▶ [What this task involves]: From the line with "I need you to find where the blade" to the final line, print the records exactly as they are.

Input material START

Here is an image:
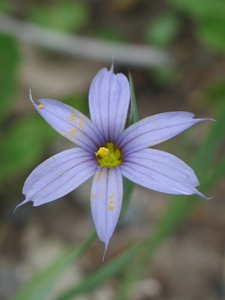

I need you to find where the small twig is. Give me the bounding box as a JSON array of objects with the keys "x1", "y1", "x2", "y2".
[{"x1": 0, "y1": 15, "x2": 174, "y2": 68}]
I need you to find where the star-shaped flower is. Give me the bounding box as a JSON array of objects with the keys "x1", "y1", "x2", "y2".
[{"x1": 17, "y1": 64, "x2": 207, "y2": 253}]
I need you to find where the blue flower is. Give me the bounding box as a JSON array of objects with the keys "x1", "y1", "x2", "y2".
[{"x1": 17, "y1": 64, "x2": 208, "y2": 252}]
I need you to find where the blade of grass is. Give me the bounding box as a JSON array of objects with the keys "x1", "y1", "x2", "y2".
[{"x1": 128, "y1": 72, "x2": 139, "y2": 125}]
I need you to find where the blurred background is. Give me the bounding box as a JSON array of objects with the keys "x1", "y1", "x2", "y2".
[{"x1": 0, "y1": 0, "x2": 225, "y2": 299}]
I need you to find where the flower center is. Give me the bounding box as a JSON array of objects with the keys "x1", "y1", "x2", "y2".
[{"x1": 95, "y1": 142, "x2": 122, "y2": 168}]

Input material END

▶ [Answer section]:
I need you to find where the blade of grass is. Give me the bounding box as a JSON array of objects with the keys "x1", "y1", "x2", "y2".
[{"x1": 128, "y1": 72, "x2": 139, "y2": 125}]
I need you to find where the blurred background is. Give me the bounding box as a JSON array of objects with the keys "x1", "y1", "x2", "y2".
[{"x1": 0, "y1": 0, "x2": 225, "y2": 299}]
I need you to find where the flower center is. Give me the bounding box as a JSON array of objects with the keys "x1", "y1", "x2", "y2".
[{"x1": 95, "y1": 142, "x2": 122, "y2": 168}]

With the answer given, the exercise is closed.